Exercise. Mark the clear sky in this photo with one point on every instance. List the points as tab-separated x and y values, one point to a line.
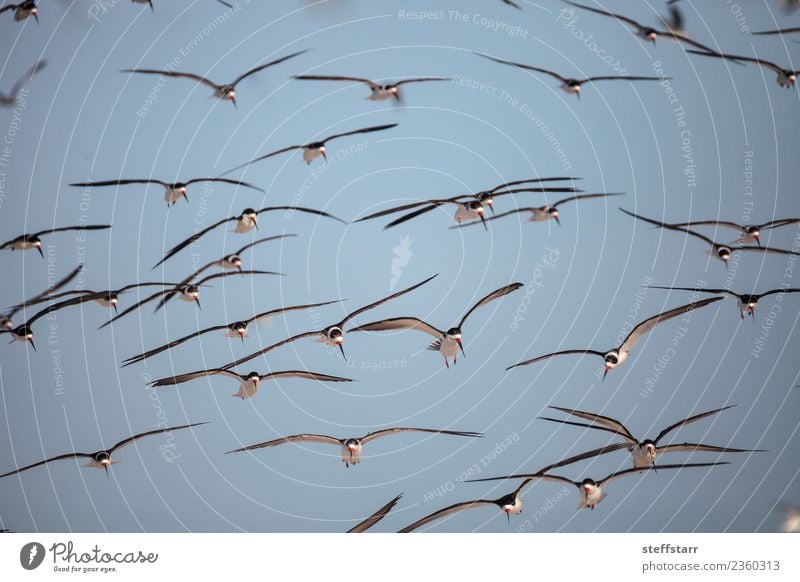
715	141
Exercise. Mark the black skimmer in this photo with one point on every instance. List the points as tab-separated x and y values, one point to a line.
644	453
571	85
189	293
25	242
10	99
6	318
245	222
248	383
786	77
224	91
720	251
352	447
645	32
229	262
747	301
315	149
102	459
173	191
543	213
23	10
616	356
448	343
379	92
375	517
235	329
469	207
748	233
591	491
332	335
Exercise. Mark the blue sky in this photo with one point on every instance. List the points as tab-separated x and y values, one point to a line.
712	142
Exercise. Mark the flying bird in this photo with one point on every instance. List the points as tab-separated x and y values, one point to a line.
351	448
245	222
173	191
616	356
189	293
786	77
248	384
591	491
313	150
375	517
235	329
448	343
571	85
10	99
720	251
26	242
747	301
645	452
102	459
543	213
379	92
748	233
224	91
6	318
332	335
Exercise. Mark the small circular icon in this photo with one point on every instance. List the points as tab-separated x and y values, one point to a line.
31	555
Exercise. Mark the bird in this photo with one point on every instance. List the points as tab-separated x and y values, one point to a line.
225	91
229	262
747	301
543	213
645	452
469	207
10	99
173	191
26	242
108	298
235	329
591	491
379	92
189	293
315	149
245	222
375	517
616	356
448	343
332	335
786	77
720	251
645	32
102	459
748	233
249	383
6	318
571	85
352	447
23	10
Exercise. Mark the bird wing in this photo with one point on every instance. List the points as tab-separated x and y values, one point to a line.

_ _ _

Exercise requirements
All entries need repeating exactly, but without the pictures.

Task result
Exercise. Mark the clear sky in this photo with one point on every instance. List the points as tab-separated x and y values, one point to a line.
715	141
Exercise. Mark the black skimmer in this photo with one point on every instance. List the points as tab-separated x and y values, one point to a line.
644	453
571	85
189	293
25	242
10	99
6	318
245	222
248	383
786	77
224	91
720	251
352	447
645	32
229	262
747	301
315	149
102	459
173	191
543	213
23	10
616	356
448	343
379	92
375	517
235	329
469	207
748	233
591	491
332	335
Exercise. Mark the blue sky in this photo with one point on every instance. List the points as tab-separated x and y values, one point to a line.
712	142
Exercise. Mark the flying bird in this photo with one point on every instance. List the points as tab-separated x and y values, one point to a line.
351	448
245	222
173	191
616	356
189	293
786	77
248	384
591	491
313	150
375	517
235	329
448	343
571	85
10	99
720	251
26	242
747	301
645	452
102	459
543	213
379	92
748	233
224	91
6	318
332	335
Exercise. Mark the small circular icon in this photo with one point on every instance. List the points as tab-separated x and y values, one point to a line.
31	555
Exercise. Mark the bird in this photo with one point on every instance. List the points as tab-separated x and y values, one point to a line.
225	91
229	262
747	301
543	213
645	452
469	207
10	99
173	191
26	242
108	298
235	329
591	491
379	92
189	293
315	149
245	222
375	517
616	356
448	343
332	335
786	77
720	251
645	32
102	459
748	233
249	383
6	318
571	85
352	447
23	10
Exercise. Mark the bird wing in this photo with one point on every instance. List the points as tab-separated x and y values, one point to a line.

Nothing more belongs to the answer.